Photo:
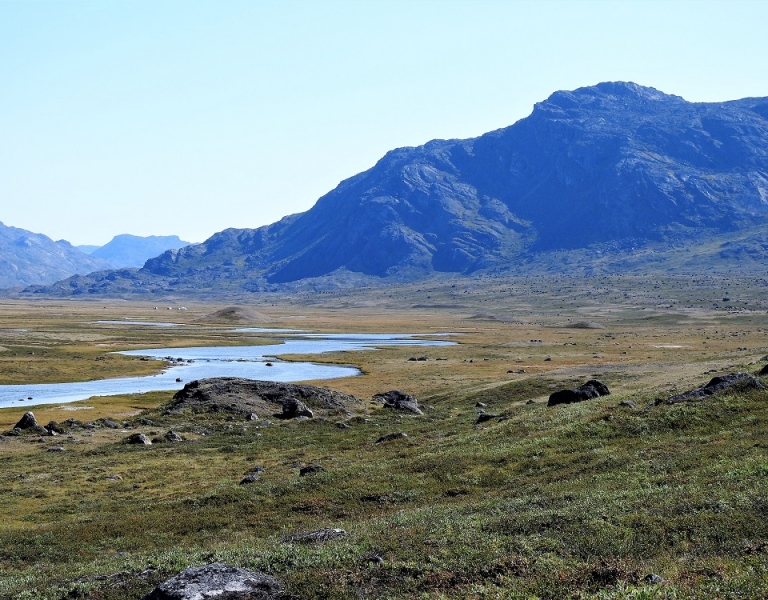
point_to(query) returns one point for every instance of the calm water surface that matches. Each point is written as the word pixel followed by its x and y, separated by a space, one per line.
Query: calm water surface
pixel 217 361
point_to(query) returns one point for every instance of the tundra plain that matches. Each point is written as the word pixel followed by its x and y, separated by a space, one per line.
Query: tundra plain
pixel 576 501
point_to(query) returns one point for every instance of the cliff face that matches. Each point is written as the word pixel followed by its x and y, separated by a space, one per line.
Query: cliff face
pixel 615 164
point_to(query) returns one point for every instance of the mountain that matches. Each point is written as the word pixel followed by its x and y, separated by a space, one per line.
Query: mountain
pixel 28 258
pixel 610 176
pixel 133 251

——

▶ What to do: Restate the whole listing above exactly, please, omitting every image.

▶ Expected answer:
Photo:
point_to(query) returns one point for every instance of the calm water surface that matches. Each point is written as the word pixel followed by its x and y, separated by a space, one per line.
Query: calm water surface
pixel 217 361
point_to(query) returns one point for every instance of the tundra plain that matches. Each point is written as the word pixel followed by its x and y, separated by a space, one per line.
Query: tundra plain
pixel 576 501
point_to(query) returns one point for every instance of the cliff face that matches. Each point is written as the word pixel followed by its x and y, separated by a space, one per line.
Query: cliff face
pixel 615 164
point_to(query) returns one point for every instance of the mountain that matches. Each point is written as the word pixel followed by its x and y, separated by a space, one per line.
Query: mountain
pixel 28 258
pixel 610 176
pixel 133 251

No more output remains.